After reading the data, copy it out in full and exactly.

--- Provided information ---

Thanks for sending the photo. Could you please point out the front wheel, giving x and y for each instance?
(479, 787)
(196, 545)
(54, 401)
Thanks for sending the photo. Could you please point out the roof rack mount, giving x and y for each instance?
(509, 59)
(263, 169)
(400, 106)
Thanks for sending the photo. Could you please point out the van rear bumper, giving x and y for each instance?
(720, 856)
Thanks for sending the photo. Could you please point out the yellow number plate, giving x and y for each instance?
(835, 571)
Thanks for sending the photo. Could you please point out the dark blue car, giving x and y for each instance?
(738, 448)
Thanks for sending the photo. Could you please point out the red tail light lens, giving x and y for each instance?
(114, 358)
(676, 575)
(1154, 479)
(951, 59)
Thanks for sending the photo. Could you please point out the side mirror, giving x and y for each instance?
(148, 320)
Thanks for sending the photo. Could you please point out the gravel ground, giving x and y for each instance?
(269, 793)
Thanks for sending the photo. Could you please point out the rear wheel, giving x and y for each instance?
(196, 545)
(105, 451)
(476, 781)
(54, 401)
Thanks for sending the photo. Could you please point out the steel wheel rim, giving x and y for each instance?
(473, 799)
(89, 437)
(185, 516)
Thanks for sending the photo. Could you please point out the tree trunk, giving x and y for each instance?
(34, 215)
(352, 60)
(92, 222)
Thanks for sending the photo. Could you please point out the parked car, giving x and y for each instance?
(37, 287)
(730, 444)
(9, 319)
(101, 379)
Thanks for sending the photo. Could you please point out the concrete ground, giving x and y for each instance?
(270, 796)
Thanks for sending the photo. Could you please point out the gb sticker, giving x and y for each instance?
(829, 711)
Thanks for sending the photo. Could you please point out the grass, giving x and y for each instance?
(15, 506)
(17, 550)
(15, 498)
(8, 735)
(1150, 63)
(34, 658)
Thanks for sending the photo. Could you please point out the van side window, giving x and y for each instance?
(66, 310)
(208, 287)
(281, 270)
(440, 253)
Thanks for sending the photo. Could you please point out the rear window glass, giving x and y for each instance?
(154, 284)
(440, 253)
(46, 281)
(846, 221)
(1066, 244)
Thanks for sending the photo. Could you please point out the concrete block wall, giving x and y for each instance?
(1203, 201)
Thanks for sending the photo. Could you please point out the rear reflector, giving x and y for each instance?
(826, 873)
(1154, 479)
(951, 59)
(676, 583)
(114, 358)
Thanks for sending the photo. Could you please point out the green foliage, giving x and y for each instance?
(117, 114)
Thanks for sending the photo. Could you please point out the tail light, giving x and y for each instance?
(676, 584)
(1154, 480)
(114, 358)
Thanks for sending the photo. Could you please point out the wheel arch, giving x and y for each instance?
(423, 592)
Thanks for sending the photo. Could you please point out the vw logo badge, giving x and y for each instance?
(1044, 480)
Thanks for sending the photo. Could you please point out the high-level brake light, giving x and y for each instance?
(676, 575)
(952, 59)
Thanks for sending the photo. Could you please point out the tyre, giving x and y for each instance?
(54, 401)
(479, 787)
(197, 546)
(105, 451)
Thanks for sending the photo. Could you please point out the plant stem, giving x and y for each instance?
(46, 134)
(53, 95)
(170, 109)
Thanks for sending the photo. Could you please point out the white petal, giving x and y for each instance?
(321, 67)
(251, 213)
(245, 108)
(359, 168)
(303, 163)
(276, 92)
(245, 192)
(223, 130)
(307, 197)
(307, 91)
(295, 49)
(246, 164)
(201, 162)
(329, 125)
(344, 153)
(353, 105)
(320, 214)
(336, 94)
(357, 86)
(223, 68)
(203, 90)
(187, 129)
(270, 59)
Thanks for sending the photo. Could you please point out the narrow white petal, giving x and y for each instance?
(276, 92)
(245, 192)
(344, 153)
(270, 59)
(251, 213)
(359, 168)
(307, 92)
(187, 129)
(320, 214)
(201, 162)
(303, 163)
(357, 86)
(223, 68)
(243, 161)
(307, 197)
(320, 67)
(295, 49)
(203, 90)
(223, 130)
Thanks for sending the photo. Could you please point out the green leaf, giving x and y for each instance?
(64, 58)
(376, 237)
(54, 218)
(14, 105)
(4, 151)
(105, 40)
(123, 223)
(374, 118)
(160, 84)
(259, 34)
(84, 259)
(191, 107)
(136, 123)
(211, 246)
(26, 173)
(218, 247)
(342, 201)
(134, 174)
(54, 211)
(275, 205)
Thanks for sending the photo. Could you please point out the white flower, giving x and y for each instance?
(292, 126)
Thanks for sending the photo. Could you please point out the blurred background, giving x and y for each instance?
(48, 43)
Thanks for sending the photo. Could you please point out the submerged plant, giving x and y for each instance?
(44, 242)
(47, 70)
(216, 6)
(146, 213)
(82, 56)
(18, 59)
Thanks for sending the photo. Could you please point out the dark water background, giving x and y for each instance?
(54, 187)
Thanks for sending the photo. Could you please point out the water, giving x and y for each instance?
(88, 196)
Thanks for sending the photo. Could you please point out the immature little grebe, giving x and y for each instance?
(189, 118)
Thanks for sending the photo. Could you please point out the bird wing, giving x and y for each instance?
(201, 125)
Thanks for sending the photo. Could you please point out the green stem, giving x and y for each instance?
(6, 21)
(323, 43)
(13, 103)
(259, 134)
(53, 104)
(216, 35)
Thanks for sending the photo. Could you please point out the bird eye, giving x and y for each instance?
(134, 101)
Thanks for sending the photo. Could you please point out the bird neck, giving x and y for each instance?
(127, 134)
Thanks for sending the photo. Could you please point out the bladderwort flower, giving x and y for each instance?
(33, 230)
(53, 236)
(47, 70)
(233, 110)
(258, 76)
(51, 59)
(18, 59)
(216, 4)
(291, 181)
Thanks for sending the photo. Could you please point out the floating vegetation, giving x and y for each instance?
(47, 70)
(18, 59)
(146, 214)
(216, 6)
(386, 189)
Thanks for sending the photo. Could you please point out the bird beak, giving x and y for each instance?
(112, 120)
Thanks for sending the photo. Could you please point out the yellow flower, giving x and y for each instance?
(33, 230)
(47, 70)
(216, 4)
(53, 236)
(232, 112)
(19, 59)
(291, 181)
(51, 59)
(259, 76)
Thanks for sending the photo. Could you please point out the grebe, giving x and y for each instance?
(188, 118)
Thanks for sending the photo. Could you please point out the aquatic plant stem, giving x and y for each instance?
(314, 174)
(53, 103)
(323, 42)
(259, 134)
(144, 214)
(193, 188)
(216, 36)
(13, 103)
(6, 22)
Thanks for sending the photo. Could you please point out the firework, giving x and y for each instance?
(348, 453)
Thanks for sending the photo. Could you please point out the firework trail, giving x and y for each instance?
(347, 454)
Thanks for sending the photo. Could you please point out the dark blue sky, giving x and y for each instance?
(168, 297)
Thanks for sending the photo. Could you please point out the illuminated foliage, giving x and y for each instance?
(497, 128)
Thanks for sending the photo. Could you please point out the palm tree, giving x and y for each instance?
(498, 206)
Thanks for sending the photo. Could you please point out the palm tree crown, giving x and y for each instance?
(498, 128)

---

Written response
Thanks for sending the photo. Could you please point out the front wheel, giving x and y for each instance?
(479, 787)
(196, 545)
(54, 401)
Thanks for sending the photo. Could you please point out the roof rack mount, giving x and y for each instance?
(509, 59)
(263, 169)
(400, 106)
Thanks for sending the photo. Could you please point out the van rear bumper, giving x and y for each instance?
(720, 856)
Thanks for sending the photo. Could you please point out the yellow number plate, giving x and y for each instance?
(835, 571)
Thanks for sending the photo. Could you please point out the dark blue car, giving x and y for each instance?
(738, 448)
Thanks for sending the photo. Could you please point out the red tail light lens, giving x and y for each instance?
(114, 358)
(676, 575)
(1154, 479)
(951, 59)
Thanks for sending the photo. Could you please point out the side mirror, giving x and y for each instance?
(148, 320)
Thanks for sending the photo. Could you please point out the gravel ground, giving x and y for each instance?
(269, 793)
Thanks for sending the photo. Could you please point out the rear wheel, giving x and y for each instance?
(196, 545)
(105, 451)
(476, 781)
(54, 401)
Thanks for sending the photo. Could you please point out the steel wheel rim, giving x and y for each instance?
(473, 799)
(89, 437)
(185, 516)
Thanks for sending the photo. Could you please point out the tree trunk, giving x and y for each instance?
(34, 215)
(352, 60)
(92, 222)
Thanks for sending the photo. Could you please point out the parked car, giving x and y for each instance?
(37, 287)
(730, 444)
(9, 319)
(101, 379)
Thanks for sending the photo. Could you please point out the concrete ground, giving x and y for each instance?
(270, 796)
Thanks for sending the photo. Could you please point out the gb sticker, giving x and y for each instance?
(829, 711)
Thanks for sending the photo. Could you please point out the grass, giving x and y for each instance?
(15, 506)
(17, 550)
(15, 498)
(8, 735)
(1150, 63)
(34, 658)
Thanks for sending the photo. Could you please point out the van side window, giving x and y for each instance?
(66, 310)
(208, 287)
(281, 270)
(440, 253)
Thanks for sending the photo. Could you please point out the rear window glass, giving x and y for each instance?
(154, 284)
(440, 253)
(46, 281)
(846, 221)
(1066, 244)
Thanks for sending the photo. Could you please point out the concrete block wall, giving x and y for each instance?
(1203, 201)
Thanks for sending the photo. Could you please point out the rear reflector, giving x and y for each instance?
(826, 873)
(1154, 479)
(951, 59)
(676, 583)
(114, 358)
Thanks for sending the photo. Could you please point out the green foliage, giving x and y for each instance?
(117, 114)
Thanks for sending the photo. Could you please point out the tail light, giving x and y for each instance?
(676, 584)
(1154, 480)
(114, 358)
Thanks for sending the photo. Could you please point out the wheel arch, giving x and y for each instance?
(423, 592)
Thanks for sending the photo. Could you please point out the vw logo badge, giving x and y for each instance?
(1044, 480)
Thanks for sending the photo. Could you please point out the high-level brake light, giving x and y for each instance?
(676, 575)
(952, 59)
Thanks for sending the photo. Could you please point out the tyre, giving x and y for each instance?
(54, 401)
(479, 787)
(197, 546)
(105, 451)
Thanks for sending the photo. Could you please point out the plant stem, giving x and y for each instance?
(46, 134)
(53, 95)
(170, 109)
Thanks for sending the photo. Could you please point out the white petal, giving x and y for each instance?
(321, 67)
(251, 213)
(245, 108)
(359, 168)
(303, 163)
(276, 92)
(245, 192)
(223, 130)
(307, 197)
(307, 91)
(295, 49)
(246, 164)
(201, 162)
(329, 125)
(344, 153)
(353, 105)
(320, 214)
(336, 94)
(357, 86)
(223, 68)
(203, 90)
(187, 129)
(270, 59)
Thanks for sending the photo. Could you please point out the narrow white petal, giving x and y for each instance?
(276, 92)
(245, 192)
(344, 153)
(270, 59)
(251, 213)
(359, 168)
(307, 92)
(187, 129)
(320, 214)
(201, 162)
(303, 163)
(357, 86)
(223, 68)
(243, 161)
(307, 197)
(320, 67)
(295, 49)
(203, 90)
(223, 130)
Thanks for sending the photo. Could you please point out the green leaf, giving x and y for each instance?
(64, 58)
(376, 237)
(54, 218)
(14, 105)
(4, 151)
(105, 40)
(123, 223)
(374, 118)
(160, 84)
(259, 34)
(84, 259)
(191, 107)
(136, 123)
(211, 246)
(26, 173)
(218, 247)
(342, 201)
(134, 174)
(54, 211)
(275, 205)
Thanks for sending the photo. Could you please point out the white flower, giving x and y for each instance?
(292, 126)
Thanks for sending the photo. Could you please point out the blurred background, giving x and y for each instance?
(48, 43)
Thanks for sending the photo. Could you please point out the submerged plant, giving x and y for each instance?
(44, 242)
(47, 70)
(216, 6)
(146, 213)
(82, 56)
(18, 59)
Thanks for sending the photo. Could you please point out the dark water background, giving x and y for each instance?
(54, 187)
Thanks for sending the photo. Could you please point out the water, giving x and y for each instance?
(88, 196)
Thanks for sending the photo. Could you please point out the immature little grebe, giving x and y for each instance?
(189, 118)
Thanks for sending the photo. Could you please point out the bird wing, giving x and y for each instance?
(201, 125)
Thanks for sending the photo. Could you please point out the green stem, giving x and y for each instance?
(6, 21)
(323, 43)
(13, 103)
(259, 134)
(53, 104)
(216, 35)
Thanks for sending the photo. Could you please point out the bird eye, giving x and y for each instance?
(134, 101)
Thanks for sending the photo. Could you please point out the bird neck, giving x and y for each instance?
(127, 134)
Thanks for sending the photo. Could you please point out the bladderwort flower, giving x and y for each instance?
(33, 230)
(53, 236)
(47, 70)
(233, 110)
(258, 76)
(51, 59)
(18, 59)
(216, 4)
(291, 181)
Thanks for sending the photo. Could you please point out the floating vegetation, giving x and y for each instance?
(47, 70)
(18, 59)
(146, 214)
(216, 6)
(386, 189)
Thanks for sending the photo. Could you please point out the bird beak, giving x and y for each instance?
(112, 120)
Thanks for sending the photo. Could you please point out the yellow flower, giving x and y for each instance?
(33, 230)
(47, 70)
(216, 4)
(53, 236)
(232, 112)
(19, 59)
(291, 181)
(51, 59)
(259, 76)
Thanks for sending the photo. Could you please point out the grebe, giving x and y for each instance?
(188, 118)
Thanks for sending the photo. Could you please point out the aquatic plant stem, giving x and y for each instance?
(314, 174)
(53, 103)
(323, 42)
(259, 134)
(144, 214)
(193, 188)
(216, 36)
(13, 103)
(6, 22)
Thanks for sending the photo. Could you please point out the firework, giving x and y for each instance?
(348, 453)
Thanks for sending the photo. Could you please point out the firework trail, giving x and y for each instance?
(347, 454)
Thanks for sending the photo. Could you please point out the dark blue sky, giving x and y for each instance?
(168, 297)
Thanks for sending the photo. Could you please point out the illuminated foliage, giving x and y for each instance?
(497, 128)
Thanks for sending the photo. Could you please point out the palm tree, giving x and y for each instance?
(498, 206)
Thanks for sending the photo. Could you please point out the palm tree crown, giving x and y for each instance?
(498, 128)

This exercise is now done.